(Region pointing data)
* * * *
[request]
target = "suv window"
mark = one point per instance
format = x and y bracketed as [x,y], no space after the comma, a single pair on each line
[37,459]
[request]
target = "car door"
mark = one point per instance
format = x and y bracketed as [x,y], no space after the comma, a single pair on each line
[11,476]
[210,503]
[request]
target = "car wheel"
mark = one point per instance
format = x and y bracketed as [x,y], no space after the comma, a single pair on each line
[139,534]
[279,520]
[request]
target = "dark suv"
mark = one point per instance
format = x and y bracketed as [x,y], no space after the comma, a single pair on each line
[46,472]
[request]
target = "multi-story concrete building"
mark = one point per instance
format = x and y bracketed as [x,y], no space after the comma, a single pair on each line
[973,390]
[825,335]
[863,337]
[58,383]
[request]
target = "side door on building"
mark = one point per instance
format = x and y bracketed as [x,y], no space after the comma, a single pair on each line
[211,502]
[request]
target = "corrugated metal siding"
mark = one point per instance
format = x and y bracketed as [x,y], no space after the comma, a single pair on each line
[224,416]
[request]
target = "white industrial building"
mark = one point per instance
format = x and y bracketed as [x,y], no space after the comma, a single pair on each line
* * * *
Please give all the lines above again, exactly as they read.

[request]
target = "suv window"
mark = one point per instance
format = x and y bracketed as [x,y], no space after the comma, a single pair on each line
[37,459]
[request]
target = "car door"
mark = one point per instance
format = x and y bracketed as [x,y], no space after the comma, a single pair on each line
[11,476]
[210,503]
[request]
target = "car wheel"
mark = one point per instance
format = x and y bracketed as [x,y], no space after the comma, a single pair on each line
[139,534]
[279,520]
[request]
target = "dark suv"
mark = one point per instance
format = x and y bracketed as [x,y], no space after the comma, a single pair on each line
[46,472]
[request]
target = "multi-story concrete building"
mark = one point per instance
format = x and y bracketed as [x,y], no space after the comma, a single pair on each line
[973,390]
[825,335]
[863,337]
[58,383]
[request]
target = "side door on building"
mark = one point per instance
format = x and y bracketed as [x,y], no space after the comma, a single pair on each line
[211,502]
[request]
target = "corrugated metal siding"
mark = one point per instance
format = x and y bracketed as [x,y], no space after the comma, a single pair on each line
[224,416]
[request]
target = "white industrial building"
mark = one point per instance
format = x and y bracketed as [x,y], no space after the comma, a single pair on each line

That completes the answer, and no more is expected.